**Task goal**
In this exercise, set down every entry that follows exactly as it appears.

....

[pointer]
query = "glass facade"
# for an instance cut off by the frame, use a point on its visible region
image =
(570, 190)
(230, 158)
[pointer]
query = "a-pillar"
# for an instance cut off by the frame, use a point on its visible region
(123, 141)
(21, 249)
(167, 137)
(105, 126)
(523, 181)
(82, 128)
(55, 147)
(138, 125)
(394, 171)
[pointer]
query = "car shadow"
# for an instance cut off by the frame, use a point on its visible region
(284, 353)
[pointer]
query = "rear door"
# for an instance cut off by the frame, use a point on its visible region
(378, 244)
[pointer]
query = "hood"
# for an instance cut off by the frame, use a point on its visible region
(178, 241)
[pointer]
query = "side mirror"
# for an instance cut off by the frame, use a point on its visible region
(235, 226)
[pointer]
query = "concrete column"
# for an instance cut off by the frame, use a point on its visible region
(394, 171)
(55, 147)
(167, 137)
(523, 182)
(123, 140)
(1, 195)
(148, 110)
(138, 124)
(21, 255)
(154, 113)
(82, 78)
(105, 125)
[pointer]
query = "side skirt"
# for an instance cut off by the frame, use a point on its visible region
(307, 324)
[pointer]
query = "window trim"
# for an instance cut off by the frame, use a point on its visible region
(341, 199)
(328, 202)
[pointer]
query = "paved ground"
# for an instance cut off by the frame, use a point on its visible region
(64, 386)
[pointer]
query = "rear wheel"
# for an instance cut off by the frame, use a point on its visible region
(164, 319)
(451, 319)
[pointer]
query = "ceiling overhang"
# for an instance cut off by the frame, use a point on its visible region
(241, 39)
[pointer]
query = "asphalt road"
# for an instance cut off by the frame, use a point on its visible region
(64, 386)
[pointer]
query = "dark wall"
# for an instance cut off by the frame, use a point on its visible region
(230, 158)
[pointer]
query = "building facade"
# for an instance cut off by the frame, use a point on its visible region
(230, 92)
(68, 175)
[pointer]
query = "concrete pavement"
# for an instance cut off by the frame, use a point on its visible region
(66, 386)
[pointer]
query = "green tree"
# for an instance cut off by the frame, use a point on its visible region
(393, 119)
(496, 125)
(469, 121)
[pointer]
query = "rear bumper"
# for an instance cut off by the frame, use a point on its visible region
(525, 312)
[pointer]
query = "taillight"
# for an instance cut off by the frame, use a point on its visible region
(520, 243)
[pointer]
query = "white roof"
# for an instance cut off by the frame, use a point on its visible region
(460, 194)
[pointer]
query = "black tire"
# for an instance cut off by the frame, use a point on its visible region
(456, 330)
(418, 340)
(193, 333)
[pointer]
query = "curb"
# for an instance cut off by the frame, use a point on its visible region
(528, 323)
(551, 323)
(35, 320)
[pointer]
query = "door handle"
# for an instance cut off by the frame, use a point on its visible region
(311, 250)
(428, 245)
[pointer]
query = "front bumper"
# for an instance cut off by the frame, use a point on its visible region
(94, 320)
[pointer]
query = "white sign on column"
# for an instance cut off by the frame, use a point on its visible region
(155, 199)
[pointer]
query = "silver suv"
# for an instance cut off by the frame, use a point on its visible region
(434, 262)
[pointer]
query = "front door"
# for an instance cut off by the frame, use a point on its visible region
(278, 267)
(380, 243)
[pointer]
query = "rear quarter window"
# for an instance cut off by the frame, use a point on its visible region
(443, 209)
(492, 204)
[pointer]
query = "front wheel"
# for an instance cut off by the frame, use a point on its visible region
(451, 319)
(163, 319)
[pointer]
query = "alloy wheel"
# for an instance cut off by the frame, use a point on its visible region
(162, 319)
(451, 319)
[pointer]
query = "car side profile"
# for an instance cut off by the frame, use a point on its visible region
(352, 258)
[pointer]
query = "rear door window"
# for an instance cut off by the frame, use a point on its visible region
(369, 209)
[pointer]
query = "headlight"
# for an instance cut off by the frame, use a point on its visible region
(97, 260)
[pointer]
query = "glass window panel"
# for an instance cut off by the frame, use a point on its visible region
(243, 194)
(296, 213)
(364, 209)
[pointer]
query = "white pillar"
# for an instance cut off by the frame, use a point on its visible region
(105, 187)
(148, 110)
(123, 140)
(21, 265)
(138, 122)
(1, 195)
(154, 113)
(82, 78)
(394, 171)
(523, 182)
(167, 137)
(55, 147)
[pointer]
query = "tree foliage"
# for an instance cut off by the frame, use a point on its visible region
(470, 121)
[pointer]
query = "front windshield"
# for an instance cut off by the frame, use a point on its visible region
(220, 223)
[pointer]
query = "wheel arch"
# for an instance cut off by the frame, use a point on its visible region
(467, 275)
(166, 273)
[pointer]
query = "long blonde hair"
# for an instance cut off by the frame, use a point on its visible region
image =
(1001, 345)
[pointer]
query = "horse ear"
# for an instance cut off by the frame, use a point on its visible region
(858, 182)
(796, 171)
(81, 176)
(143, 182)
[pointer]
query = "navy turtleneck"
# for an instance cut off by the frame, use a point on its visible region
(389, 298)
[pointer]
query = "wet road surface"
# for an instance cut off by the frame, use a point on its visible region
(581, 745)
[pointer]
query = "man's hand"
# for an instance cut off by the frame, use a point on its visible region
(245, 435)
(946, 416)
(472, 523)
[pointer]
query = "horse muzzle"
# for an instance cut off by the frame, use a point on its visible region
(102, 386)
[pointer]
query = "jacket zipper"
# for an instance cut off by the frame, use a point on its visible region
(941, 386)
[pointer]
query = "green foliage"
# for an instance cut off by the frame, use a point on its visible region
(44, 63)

....

**Answer for the task**
[pointer]
query = "glass facade"
# for an instance cut off by the frame, use a point on its visible region
image =
(570, 190)
(230, 158)
[pointer]
query = "a-pillar"
# for an instance cut off by the frame, use a point on its visible region
(123, 141)
(21, 249)
(167, 137)
(105, 126)
(523, 181)
(82, 128)
(55, 147)
(138, 125)
(394, 171)
[pointer]
query = "car shadow"
# for an instance cut off by the frame, use a point on its visible region
(284, 353)
[pointer]
query = "rear door"
# for an instance cut off by the frame, use a point on its visible region
(378, 244)
[pointer]
query = "hood"
# for an instance cut off by the frame, use a point on its visible region
(178, 241)
[pointer]
query = "side mirror"
# for an instance cut off by the frame, use a point on its visible region
(235, 226)
[pointer]
query = "concrete column"
# for an instance cut off by the frame, use a point on its visible region
(394, 171)
(55, 147)
(167, 137)
(523, 182)
(123, 140)
(1, 195)
(148, 110)
(138, 124)
(21, 255)
(154, 113)
(82, 78)
(105, 125)
[pointer]
query = "side skirt"
# for an instance cut off by the frame, use a point on its visible region
(307, 324)
[pointer]
query = "window trim"
# for an instance cut off by the frame, use a point on its visible region
(341, 199)
(328, 202)
[pointer]
query = "paved ground"
# for an instance cut off by the frame, use a point on its visible region
(64, 386)
[pointer]
query = "rear wheel"
# for an instance cut off by the frame, use a point on its visible region
(164, 319)
(451, 319)
[pointer]
query = "ceiling overhang"
# for an instance cut off by the frame, use a point on its visible region
(241, 39)
[pointer]
query = "asphalt road"
# for an instance cut off by the frame, use a point on its visible region
(64, 386)
[pointer]
query = "dark wall"
# for an instance cut off by the frame, use a point on its visible region
(230, 158)
[pointer]
query = "building facade"
# for an instance cut off by the frame, use a point on its visible region
(230, 92)
(68, 175)
[pointer]
query = "concrete pavement"
# for an instance cut off by the frame, use a point on its visible region
(66, 386)
[pointer]
query = "green tree"
# for an instance cut off by the frame, use a point on its visible region
(393, 119)
(496, 125)
(469, 121)
[pointer]
query = "rear bumper"
# for an instance cut off by the frame, use a point on its visible region
(525, 312)
[pointer]
query = "taillight"
# for an instance cut off by the frame, use a point on its visible region
(520, 243)
[pointer]
query = "white roof"
# for an instance cut off by the frame, use a point on its visible region
(460, 194)
[pointer]
query = "black tire"
# for an instance cut off by the frame, use a point on its visible region
(456, 330)
(418, 340)
(193, 333)
[pointer]
query = "curb"
# for an instance cut off by the frame, use a point on its visible region
(528, 323)
(551, 323)
(35, 320)
[pointer]
query = "door handle"
# for an instance cut off by the frame, use a point on its visible region
(311, 250)
(428, 245)
[pointer]
query = "front bumper"
# for an instance cut off by the frame, use a point on its visible region
(94, 320)
[pointer]
query = "white sign on column"
# for an instance cut off by the frame, use a point on its visible region
(155, 199)
[pointer]
query = "silver suv"
# for an instance cut off by the frame, use a point on its visible region
(434, 262)
[pointer]
query = "front door"
# for an instance cut off by the frame, use a point on its visible region
(278, 267)
(380, 243)
[pointer]
query = "rear quarter window"
# for an instance cut off by the frame, use a point on its visible region
(443, 209)
(492, 204)
[pointer]
query = "front wheel"
# for an instance cut off by the frame, use a point on its visible region
(451, 319)
(163, 319)
[pointer]
query = "alloy wheel"
# for an instance cut off by the frame, use a point on its visible region
(162, 319)
(451, 319)
[pointer]
query = "car side profile"
# for an instance cut off by the frame, use a point on its visible region
(352, 258)
[pointer]
query = "rear door window"
# for an instance cut off by the frame, use a point on its visible region
(369, 209)
[pointer]
query = "headlight"
# for an instance cut off by the frame, use a point on its visible region
(97, 260)
[pointer]
query = "glass window panel"
# for an instance cut off by the frame, use a point on its visible region
(243, 194)
(296, 213)
(364, 209)
[pointer]
query = "white pillar"
# for an instance cut off by the frame, use a point on its visible region
(105, 187)
(148, 110)
(123, 140)
(21, 265)
(138, 122)
(1, 195)
(154, 113)
(82, 78)
(394, 171)
(523, 182)
(167, 137)
(55, 147)
[pointer]
query = "tree foliage"
# for an instance cut off by the frame, use a point on its visible region
(470, 121)
[pointer]
query = "front windshield"
# for an instance cut off by the frame, use a point on its visible region
(220, 223)
[pointer]
query = "wheel arch"
# for an instance cut off by the frame, use a point on its visible region
(467, 275)
(166, 273)
[pointer]
query = "long blonde hair"
# for an instance cut off by the frame, use a point on its visible region
image =
(1001, 345)
[pointer]
query = "horse ear"
# for an instance cut off by the frame, use a point on its visible region
(858, 182)
(796, 171)
(81, 176)
(143, 182)
[pointer]
query = "navy turtleneck"
# for an instance cut off by the frame, use a point on its visible region
(389, 298)
[pointer]
query = "wet road surface"
# for an instance cut off by the frame, use a point on its visible region
(581, 745)
[pointer]
query = "man's hand"
# for an instance cut off by the frame, use a point on its visible region
(245, 435)
(946, 416)
(472, 523)
[pointer]
query = "horse muzzle"
# for an instance cut off by the frame, use a point on its visible region
(102, 386)
[pointer]
query = "jacket zipper"
# for an instance cut off by the frame, use a point on its visible region
(941, 386)
[pointer]
query = "green foliage"
# for an instance cut off by the frame, use a point on its visible region
(44, 63)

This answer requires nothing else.